*WHAT THE TASK ASKS:* Copy the records below exactly, leaving out every picture.

::: INFORMATION GIVEN

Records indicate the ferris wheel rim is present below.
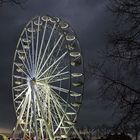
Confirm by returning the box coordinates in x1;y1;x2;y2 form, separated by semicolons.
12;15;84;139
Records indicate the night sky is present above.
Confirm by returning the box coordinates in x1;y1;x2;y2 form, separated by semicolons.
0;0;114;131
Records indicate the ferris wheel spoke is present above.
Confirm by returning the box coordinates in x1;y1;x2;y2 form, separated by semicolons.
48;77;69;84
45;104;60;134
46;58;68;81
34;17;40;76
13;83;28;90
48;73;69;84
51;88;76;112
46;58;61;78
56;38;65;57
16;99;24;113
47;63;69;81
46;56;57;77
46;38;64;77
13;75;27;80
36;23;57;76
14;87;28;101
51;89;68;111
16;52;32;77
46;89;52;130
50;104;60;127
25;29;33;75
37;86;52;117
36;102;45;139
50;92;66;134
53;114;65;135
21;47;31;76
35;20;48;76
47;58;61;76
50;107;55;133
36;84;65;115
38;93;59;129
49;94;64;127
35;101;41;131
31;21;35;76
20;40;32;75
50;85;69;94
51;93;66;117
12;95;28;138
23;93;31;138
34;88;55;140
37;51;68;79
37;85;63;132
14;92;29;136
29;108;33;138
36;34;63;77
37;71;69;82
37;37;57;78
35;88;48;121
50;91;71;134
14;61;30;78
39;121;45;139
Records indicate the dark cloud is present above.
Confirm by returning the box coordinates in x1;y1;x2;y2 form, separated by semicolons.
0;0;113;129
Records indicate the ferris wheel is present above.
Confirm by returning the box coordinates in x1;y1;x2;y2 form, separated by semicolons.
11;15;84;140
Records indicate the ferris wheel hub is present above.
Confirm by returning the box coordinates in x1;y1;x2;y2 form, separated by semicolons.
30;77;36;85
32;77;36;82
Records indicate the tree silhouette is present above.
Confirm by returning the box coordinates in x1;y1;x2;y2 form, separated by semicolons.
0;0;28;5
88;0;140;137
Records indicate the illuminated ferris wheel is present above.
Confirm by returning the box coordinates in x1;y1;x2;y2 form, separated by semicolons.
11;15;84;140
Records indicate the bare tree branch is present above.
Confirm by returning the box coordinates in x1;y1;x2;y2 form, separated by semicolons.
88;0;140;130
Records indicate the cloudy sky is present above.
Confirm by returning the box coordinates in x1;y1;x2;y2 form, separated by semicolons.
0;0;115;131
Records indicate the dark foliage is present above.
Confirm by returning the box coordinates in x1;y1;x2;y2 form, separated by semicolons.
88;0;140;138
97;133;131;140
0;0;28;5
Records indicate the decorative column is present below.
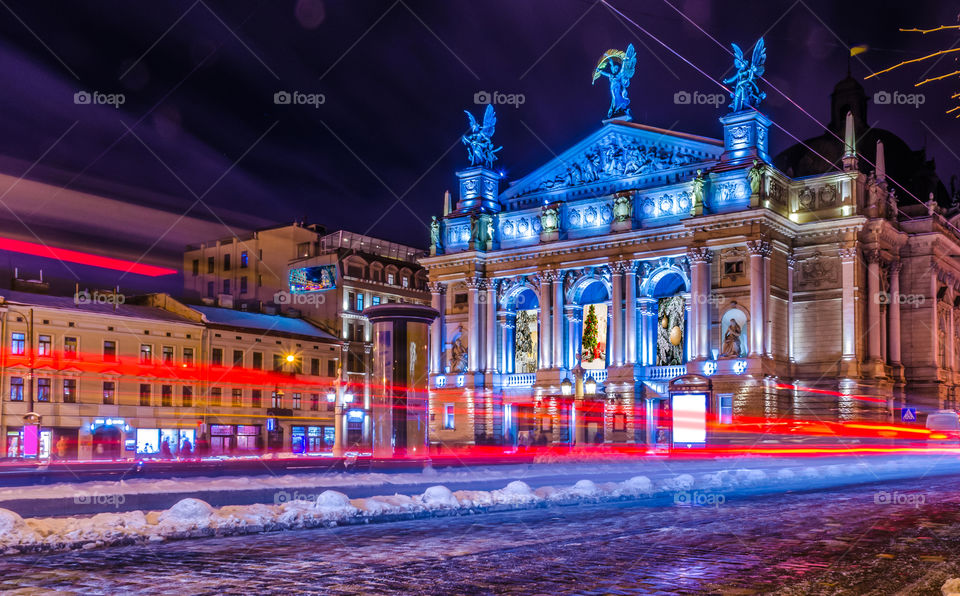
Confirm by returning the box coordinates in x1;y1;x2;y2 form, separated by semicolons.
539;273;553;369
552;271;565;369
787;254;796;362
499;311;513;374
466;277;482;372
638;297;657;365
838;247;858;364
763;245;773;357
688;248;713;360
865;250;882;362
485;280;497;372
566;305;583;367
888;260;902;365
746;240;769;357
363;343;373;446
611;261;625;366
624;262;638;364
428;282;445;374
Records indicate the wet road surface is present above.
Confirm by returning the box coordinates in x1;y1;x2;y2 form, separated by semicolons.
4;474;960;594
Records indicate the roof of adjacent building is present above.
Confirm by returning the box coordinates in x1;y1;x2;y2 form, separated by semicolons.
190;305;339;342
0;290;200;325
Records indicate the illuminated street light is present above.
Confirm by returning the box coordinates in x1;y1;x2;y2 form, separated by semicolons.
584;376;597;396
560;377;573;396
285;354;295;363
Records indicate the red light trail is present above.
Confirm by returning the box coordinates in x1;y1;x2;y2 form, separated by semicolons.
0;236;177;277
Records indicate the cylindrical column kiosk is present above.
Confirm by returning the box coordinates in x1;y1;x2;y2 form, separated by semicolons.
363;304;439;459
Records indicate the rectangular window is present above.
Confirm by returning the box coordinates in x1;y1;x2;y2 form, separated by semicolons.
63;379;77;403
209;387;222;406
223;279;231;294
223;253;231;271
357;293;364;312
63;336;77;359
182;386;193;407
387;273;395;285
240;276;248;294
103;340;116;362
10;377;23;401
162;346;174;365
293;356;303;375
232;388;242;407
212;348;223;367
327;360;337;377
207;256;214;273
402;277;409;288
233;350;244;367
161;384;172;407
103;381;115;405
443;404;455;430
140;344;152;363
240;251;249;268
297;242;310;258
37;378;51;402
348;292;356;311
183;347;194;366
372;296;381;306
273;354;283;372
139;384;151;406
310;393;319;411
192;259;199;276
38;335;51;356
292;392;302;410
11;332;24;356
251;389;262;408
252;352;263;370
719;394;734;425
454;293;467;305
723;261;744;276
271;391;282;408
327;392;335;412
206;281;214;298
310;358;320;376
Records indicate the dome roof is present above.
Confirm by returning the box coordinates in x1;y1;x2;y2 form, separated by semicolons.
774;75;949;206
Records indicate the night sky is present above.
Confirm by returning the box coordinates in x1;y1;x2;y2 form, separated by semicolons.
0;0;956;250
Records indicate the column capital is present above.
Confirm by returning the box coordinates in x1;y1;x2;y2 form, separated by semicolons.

::::::

*RESPONSE BOX:*
Records indicate the ferris wheel rim is present below.
Confirm by returning the box coordinates in x1;y1;x2;y2 form, separated by semicolons.
12;15;84;139
Records indicate the night sky is present above.
Confirm by returning the box coordinates in x1;y1;x2;y2 form, separated by semicolons.
0;0;114;131
Records indicate the ferris wheel spoke is present above.
Confirm by returning the box coordinates in x1;y1;x2;y2 form, separated by semicolons.
48;77;69;84
45;104;60;134
46;58;68;81
34;17;40;76
13;83;28;90
48;73;69;84
51;88;76;112
46;58;61;78
56;38;65;57
16;99;24;113
47;63;69;81
46;56;57;77
46;38;64;77
13;75;27;80
36;23;57;76
14;87;28;101
51;89;68;111
16;52;32;77
46;89;52;130
50;104;60;127
25;29;33;75
37;86;52;117
36;102;45;139
50;92;66;134
53;114;65;135
21;47;31;76
35;20;48;76
47;58;61;76
50;107;55;133
36;84;65;115
38;93;59;129
49;94;64;127
35;101;41;131
31;21;35;76
20;40;32;75
50;85;69;94
51;93;66;117
12;95;28;138
23;93;31;138
34;88;55;140
37;51;68;79
37;85;63;132
14;92;29;136
29;108;33;138
36;34;63;77
37;71;69;82
37;37;57;78
35;88;48;121
50;91;71;134
14;61;30;78
39;121;45;139
Records indicate the dark cloud is present above.
Confirm by returning the box coordinates in x1;y1;x2;y2 form, separated by semicolons.
0;0;113;129
Records indicate the ferris wheel is present above.
Confirm by returning the box coordinates in x1;y1;x2;y2 form, separated by semicolons.
11;15;84;140
Records indicate the ferris wheel hub is present above.
Confirm by returning the box coordinates in x1;y1;x2;y2 form, separated by semicolons.
30;77;36;85
32;77;36;82
Records indicate the tree silhouette is present above.
Confirm by returning the box coordinates in x1;y1;x2;y2 form, separated by semicolons.
0;0;28;5
88;0;140;137
Records indicate the illuminated ferris wheel is present above.
Confirm by returning the box coordinates in x1;y1;x2;y2 form, separated by semicolons.
11;15;84;140
Records indicate the bare tree branch is present above.
Confirm by returning the box coordinates in x1;y1;x2;y2 form, separated by semicolons.
88;0;140;130
Records indicate the cloudy sky is present above.
Confirm by returning the box coordinates in x1;y1;x2;y2 form, separated by semicolons.
0;0;115;131
Records indicate the dark foliage is present above.
Confirm by returning the box coordinates in x1;y1;x2;y2 form, separated by semicolons.
88;0;140;138
97;133;131;140
0;0;28;5
Records indicate the decorative column is present below.
Confirm by returning the box coordinates in x1;y1;x2;y2 form, separated by semicolons.
539;273;553;369
552;271;565;369
787;254;796;362
499;311;513;374
466;277;482;372
638;297;657;365
838;247;858;364
763;245;773;357
688;248;713;360
865;250;882;362
485;280;497;372
566;305;583;367
888;260;902;365
746;240;769;357
363;343;373;446
611;261;625;366
624;262;638;364
428;282;445;374
Records indicate the wet road surface is present above.
Confirm by returning the box coordinates in x1;y1;x2;y2 form, separated by semicolons.
4;474;960;594
Records indicate the roof of adjacent building is present above.
Confirm by returning the box coordinates in x1;y1;x2;y2 form, separated by semicolons.
190;305;339;342
0;290;200;325
Records indicate the illuminated street light is present above.
Confirm by returning the box coordinates in x1;y1;x2;y2 form, separated by semicolons.
584;376;597;396
560;377;573;396
285;354;295;363
Records indicate the red light trail is present above.
Confirm by returning the box coordinates in x1;y1;x2;y2 form, separated by semicolons.
0;236;177;277
Records indicate the cylindrical column kiosk is present above.
Confirm by returning the box coordinates in x1;y1;x2;y2 form, separated by semicolons.
363;304;439;459
Records indicate the rectangular window is present above.
Confirm by returning the box coordinates in x1;y1;x2;y2 form, separated by semicolons.
63;379;77;403
209;387;222;406
223;279;231;294
223;253;231;271
357;293;364;312
63;336;77;359
182;386;193;407
387;273;395;285
240;276;248;294
103;340;116;362
10;377;23;401
162;346;174;365
293;356;303;375
232;388;242;407
212;348;223;367
327;360;337;377
207;256;214;273
402;277;409;288
233;350;244;367
161;384;172;407
103;381;115;405
443;404;455;430
140;344;152;363
240;251;249;268
297;242;310;258
37;378;51;402
348;292;356;311
183;347;194;366
372;296;381;306
273;354;283;372
139;384;151;406
310;393;319;411
192;259;199;276
38;335;51;356
292;392;302;410
11;332;24;356
251;389;262;408
252;352;263;370
719;394;734;425
454;293;467;305
723;261;744;276
271;391;282;408
327;392;335;412
206;281;214;298
310;358;320;376
Records indicate the dome roof is present above.
Confirm by returning the box coordinates in x1;y1;x2;y2 form, separated by semicolons.
774;75;949;206
Records indicate the night sky is present above.
Confirm by returning the box coordinates in x1;y1;x2;y2 form, separated by semicolons.
0;0;956;250
Records indicate the column capital is present above.
Confirm by returning the box coordinates in x1;y1;x2;y2 form, separated by semicolons.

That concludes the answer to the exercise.